_Excerpt_
* start *
But curation, once a rarefied and highly specialised skill, has undergone a rapid transformation in the past decade. It - both the word and the activity it refers to - has stopped being a term that is uttered only inside a museum, art gallery, exhibition or any space that celebrates the visually esoteric. Suddenly, curating is associated with any activity that involves culling and selection based on a particular aesthetic.
Today, concerts are curated. Conferences are curated. Facebook profiles and blogs are curated. Online retailers offer clothing, accessories and lifestyle products that are curated by people who put the stamp of their own taste on them. Ideas and people and people with ideas are curated - take a look at the stupendously popular TED talks, which have made it acceptable to feel a sense of achievement in putting together a roomful of really smart people.
You can look at how curation has evolved in the past decade from several angles - and all the views can seem correct depending on who you're talking to. For some, the appropriation of the term 'curate' by those who have nothing to do with serious research and academic work is a democratic upheaval - a storming of the academic expert's territory because almost everyone can claim expertise in their chosen field, however arcane or ordinary it may be. Others find it problematic that the term 'to curate' is being used as a replacement for everything from 'impresario' to 'event organiser' to 'enthusiastic networker'. Scott Simon, a well-known radio host on America's National Public Radio, defines the verb 'curate' as "[ to] choose, present and preserve items of value". He does so in a blog post largely dedicated to deriding the apparent ubiquity of the activity;in the West, at least, curation seems to have become an epidemic of such proportions that purists have been driven to speak out against its mainstreamisation and to point out that to put together appealing pictures of technicolour cupcakes or expensive handmade shoes does not equal curation.
* end *
_Instruction A_
Answer these questions about the excerpt on curation.
(i) Over what span of time has curation undergone a rapid transformation?
(ii) Which talks does the excerpt name as stupendously popular?
(iii) On which radio network is Scott Simon a host?

_Material for this task_
* start *
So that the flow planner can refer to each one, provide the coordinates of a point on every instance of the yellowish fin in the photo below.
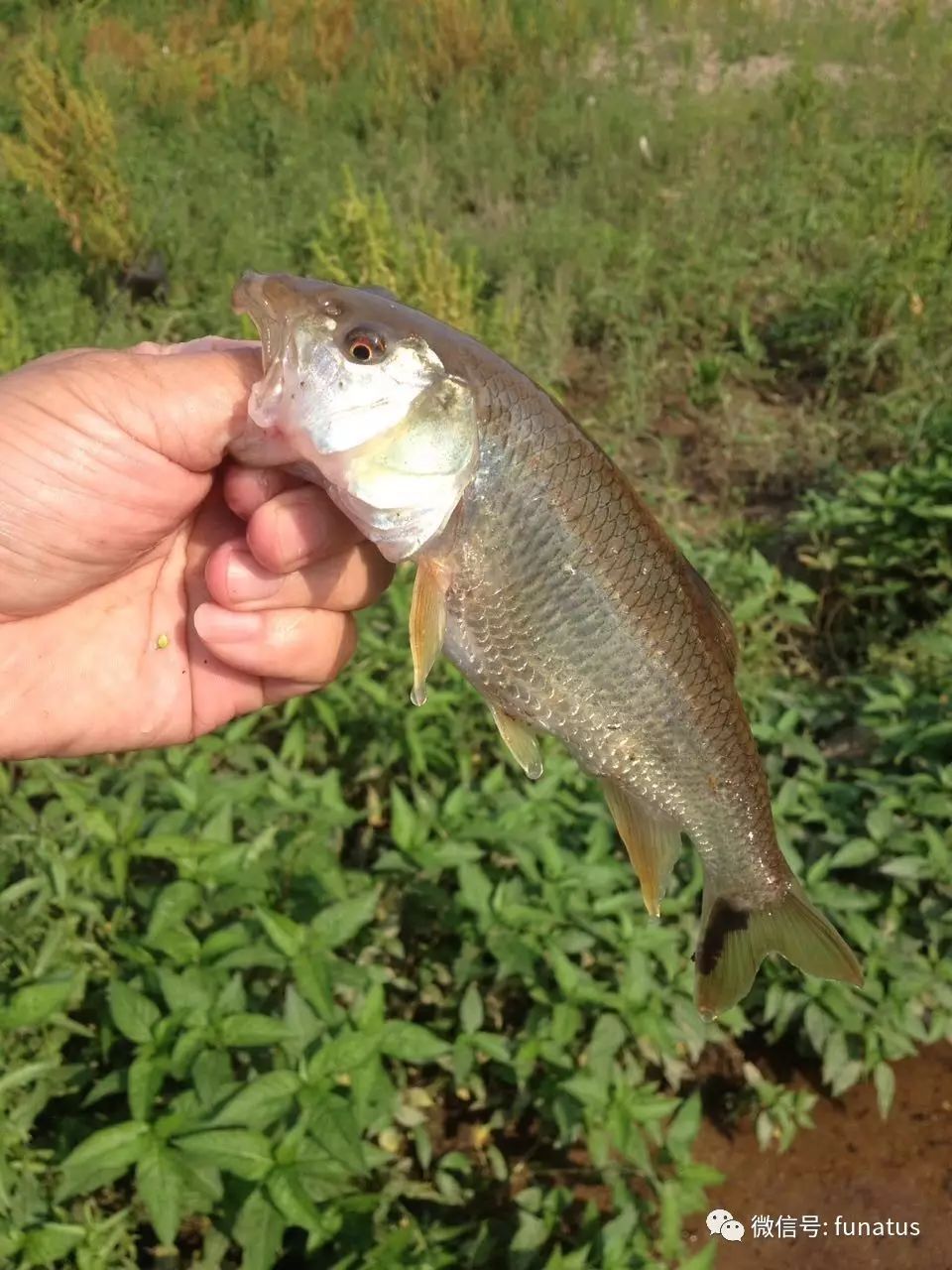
(428, 624)
(653, 842)
(734, 940)
(521, 742)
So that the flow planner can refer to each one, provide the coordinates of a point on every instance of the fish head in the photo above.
(354, 385)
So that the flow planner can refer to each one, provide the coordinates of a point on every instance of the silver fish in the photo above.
(543, 576)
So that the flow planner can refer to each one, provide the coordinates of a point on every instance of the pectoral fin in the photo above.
(521, 743)
(428, 624)
(653, 842)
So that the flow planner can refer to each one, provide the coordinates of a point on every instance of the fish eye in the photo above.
(365, 347)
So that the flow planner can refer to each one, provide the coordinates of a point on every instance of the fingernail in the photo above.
(245, 579)
(217, 625)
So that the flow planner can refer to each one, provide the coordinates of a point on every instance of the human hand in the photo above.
(119, 530)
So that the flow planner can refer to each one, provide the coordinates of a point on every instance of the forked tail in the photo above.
(735, 940)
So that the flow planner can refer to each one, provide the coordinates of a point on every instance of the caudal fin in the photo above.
(735, 940)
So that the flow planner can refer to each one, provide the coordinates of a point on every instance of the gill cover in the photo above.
(394, 440)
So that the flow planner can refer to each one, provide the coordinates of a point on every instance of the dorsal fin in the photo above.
(716, 616)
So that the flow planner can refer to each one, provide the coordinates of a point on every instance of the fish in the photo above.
(542, 575)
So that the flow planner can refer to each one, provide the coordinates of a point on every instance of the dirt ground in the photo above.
(855, 1166)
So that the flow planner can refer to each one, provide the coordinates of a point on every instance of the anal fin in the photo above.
(521, 742)
(428, 624)
(653, 842)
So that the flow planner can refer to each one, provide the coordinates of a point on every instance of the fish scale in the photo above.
(548, 583)
(529, 513)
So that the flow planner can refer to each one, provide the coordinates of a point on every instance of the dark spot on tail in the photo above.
(722, 921)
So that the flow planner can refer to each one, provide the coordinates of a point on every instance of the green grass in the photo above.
(335, 978)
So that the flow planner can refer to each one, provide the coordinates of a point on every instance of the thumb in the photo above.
(188, 402)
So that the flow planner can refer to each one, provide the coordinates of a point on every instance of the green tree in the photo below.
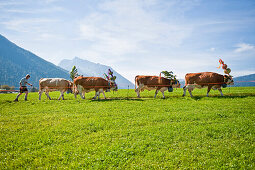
(73, 73)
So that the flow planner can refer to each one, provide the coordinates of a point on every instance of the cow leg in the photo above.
(96, 94)
(47, 94)
(102, 91)
(208, 90)
(138, 92)
(82, 94)
(220, 91)
(184, 91)
(162, 91)
(156, 92)
(104, 95)
(61, 95)
(190, 92)
(40, 94)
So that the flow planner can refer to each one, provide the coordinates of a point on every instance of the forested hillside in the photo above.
(16, 62)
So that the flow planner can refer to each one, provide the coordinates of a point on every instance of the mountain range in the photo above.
(87, 68)
(16, 62)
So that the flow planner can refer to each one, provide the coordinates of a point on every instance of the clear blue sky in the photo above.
(137, 37)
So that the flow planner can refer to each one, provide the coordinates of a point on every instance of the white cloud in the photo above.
(243, 47)
(115, 30)
(27, 25)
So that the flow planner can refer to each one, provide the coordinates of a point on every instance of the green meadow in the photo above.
(124, 132)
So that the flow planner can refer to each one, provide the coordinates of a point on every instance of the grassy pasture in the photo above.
(129, 133)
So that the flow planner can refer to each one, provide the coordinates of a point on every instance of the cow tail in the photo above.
(40, 87)
(136, 81)
(160, 80)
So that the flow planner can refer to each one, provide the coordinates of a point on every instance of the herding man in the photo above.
(23, 87)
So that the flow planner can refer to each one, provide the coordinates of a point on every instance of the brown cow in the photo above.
(98, 84)
(154, 82)
(54, 84)
(206, 79)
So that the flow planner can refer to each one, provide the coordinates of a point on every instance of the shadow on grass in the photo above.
(234, 96)
(116, 99)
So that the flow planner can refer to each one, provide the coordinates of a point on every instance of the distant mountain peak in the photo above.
(16, 62)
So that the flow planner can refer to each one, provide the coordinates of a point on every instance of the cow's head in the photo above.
(228, 80)
(113, 85)
(70, 88)
(175, 83)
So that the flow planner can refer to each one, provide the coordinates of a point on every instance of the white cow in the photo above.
(54, 84)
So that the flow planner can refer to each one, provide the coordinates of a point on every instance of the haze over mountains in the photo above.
(87, 68)
(16, 62)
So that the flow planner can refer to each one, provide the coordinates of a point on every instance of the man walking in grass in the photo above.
(23, 87)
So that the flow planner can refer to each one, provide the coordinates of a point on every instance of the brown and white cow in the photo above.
(154, 82)
(207, 80)
(98, 84)
(54, 84)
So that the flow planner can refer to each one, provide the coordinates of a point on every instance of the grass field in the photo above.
(128, 133)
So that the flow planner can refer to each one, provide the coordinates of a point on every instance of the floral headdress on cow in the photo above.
(169, 75)
(110, 76)
(224, 67)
* end *
_Instruction B_
Locate each line in the rows above that contains the word "below", and copy every such line in full.

_Answer A_
(i) The past decade.
(ii) The TED talks.
(iii) America's National Public Radio.

_Answer B_
So that the flow planner can refer to each one, provide the coordinates of a point on every instance of the yellowish fin in the photo below.
So that the flow planner can refer to each one, provide the coordinates of a point on every instance of the green tree in the photo below.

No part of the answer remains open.